▶ **To do**
Pull out every line in the records below that contains the string "side", treating uppercase and lowercase as different.

—————

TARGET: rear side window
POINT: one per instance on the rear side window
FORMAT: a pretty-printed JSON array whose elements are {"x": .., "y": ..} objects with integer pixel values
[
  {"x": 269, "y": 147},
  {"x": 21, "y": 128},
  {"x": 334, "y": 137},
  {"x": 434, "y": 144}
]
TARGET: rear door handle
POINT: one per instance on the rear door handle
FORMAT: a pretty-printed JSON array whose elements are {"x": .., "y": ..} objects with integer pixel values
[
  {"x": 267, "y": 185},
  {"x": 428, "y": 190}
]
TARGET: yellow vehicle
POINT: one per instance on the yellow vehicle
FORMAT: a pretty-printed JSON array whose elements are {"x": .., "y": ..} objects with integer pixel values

—————

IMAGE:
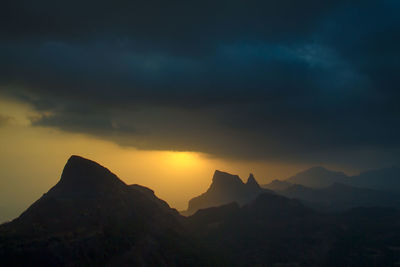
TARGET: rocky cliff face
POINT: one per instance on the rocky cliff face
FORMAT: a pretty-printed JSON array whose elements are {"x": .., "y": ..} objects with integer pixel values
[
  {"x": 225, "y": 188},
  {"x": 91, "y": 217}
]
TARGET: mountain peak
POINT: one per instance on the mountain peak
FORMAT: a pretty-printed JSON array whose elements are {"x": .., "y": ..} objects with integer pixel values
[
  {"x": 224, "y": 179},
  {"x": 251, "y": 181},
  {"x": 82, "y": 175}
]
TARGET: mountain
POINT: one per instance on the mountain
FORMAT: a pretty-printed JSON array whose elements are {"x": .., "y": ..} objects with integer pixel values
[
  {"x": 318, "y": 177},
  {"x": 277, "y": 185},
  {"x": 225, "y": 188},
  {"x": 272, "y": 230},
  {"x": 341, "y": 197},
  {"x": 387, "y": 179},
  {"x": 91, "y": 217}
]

—————

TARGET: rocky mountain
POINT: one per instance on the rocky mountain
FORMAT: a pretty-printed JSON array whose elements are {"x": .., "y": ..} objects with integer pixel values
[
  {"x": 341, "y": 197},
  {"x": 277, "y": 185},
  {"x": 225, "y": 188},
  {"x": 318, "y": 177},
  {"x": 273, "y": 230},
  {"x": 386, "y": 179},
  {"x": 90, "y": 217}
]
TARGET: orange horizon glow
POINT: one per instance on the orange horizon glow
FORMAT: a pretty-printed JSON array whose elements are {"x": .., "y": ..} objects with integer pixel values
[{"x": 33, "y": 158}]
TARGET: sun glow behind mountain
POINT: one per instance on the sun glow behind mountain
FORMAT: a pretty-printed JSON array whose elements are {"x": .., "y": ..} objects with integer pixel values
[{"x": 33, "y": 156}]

—————

▶ **Answer to this problem**
TARGET: rear side window
POINT: one per instance on the rear side window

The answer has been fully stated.